▶ **AIM OF THE EXERCISE**:
Transcribe, exactly as they appear, only the lines from the one holding "Practice step: label each instance of the landscaping" through the end of the entries below.
+--
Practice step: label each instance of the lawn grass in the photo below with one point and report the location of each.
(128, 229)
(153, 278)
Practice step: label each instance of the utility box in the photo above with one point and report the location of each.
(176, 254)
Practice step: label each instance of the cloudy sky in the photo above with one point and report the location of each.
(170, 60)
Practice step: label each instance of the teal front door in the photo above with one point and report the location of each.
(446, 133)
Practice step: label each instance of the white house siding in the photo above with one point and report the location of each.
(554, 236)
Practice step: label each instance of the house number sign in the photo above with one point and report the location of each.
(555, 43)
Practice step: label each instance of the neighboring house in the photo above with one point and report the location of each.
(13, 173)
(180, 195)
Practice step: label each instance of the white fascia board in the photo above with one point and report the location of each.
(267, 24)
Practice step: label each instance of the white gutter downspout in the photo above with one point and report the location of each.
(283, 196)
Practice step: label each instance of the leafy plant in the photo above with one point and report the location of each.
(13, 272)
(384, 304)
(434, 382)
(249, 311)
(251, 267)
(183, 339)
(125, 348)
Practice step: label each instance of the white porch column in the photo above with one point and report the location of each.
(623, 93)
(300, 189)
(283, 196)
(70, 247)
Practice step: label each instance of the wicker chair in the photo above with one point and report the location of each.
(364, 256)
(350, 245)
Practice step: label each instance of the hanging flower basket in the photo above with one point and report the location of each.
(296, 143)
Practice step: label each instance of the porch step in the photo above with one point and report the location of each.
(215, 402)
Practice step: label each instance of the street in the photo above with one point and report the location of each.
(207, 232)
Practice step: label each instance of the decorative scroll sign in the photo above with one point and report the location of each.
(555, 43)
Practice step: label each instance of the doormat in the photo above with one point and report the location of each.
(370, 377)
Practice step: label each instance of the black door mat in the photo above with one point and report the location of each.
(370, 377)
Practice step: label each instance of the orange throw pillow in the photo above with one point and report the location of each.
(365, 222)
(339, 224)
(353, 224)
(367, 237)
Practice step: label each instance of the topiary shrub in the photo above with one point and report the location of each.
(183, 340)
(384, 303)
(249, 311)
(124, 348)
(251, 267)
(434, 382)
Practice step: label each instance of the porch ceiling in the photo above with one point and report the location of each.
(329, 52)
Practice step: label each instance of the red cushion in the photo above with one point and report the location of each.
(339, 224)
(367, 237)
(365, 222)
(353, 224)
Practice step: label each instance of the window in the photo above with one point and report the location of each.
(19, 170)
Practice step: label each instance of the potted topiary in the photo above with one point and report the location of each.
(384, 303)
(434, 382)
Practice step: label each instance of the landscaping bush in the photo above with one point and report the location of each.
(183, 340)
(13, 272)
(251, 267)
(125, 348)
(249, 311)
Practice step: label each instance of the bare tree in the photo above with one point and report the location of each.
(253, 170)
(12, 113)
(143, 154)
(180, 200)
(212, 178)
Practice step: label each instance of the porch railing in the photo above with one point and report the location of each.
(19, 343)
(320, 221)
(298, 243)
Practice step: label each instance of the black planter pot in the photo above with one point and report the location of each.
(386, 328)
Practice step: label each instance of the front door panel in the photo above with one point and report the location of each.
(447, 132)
+--
▶ **TASK RESPONSE**:
Practice step: label each instance of the landscaping bush in the photo above with one point and report the location of each.
(183, 340)
(13, 272)
(251, 267)
(125, 348)
(249, 311)
Practice step: label each instance of the bare tree in the photo above with one point and report the location of each.
(253, 170)
(12, 113)
(143, 154)
(180, 200)
(212, 178)
Practice step: label each instance of the porch railing in the photo above with one point and report the location of each.
(19, 343)
(320, 221)
(298, 243)
Practice step: label each instance of the black planter pot in the photo above with one point and report the location of each.
(386, 328)
Practice step: label each instance of the front door panel in the photo above with one point and report the location of each.
(447, 132)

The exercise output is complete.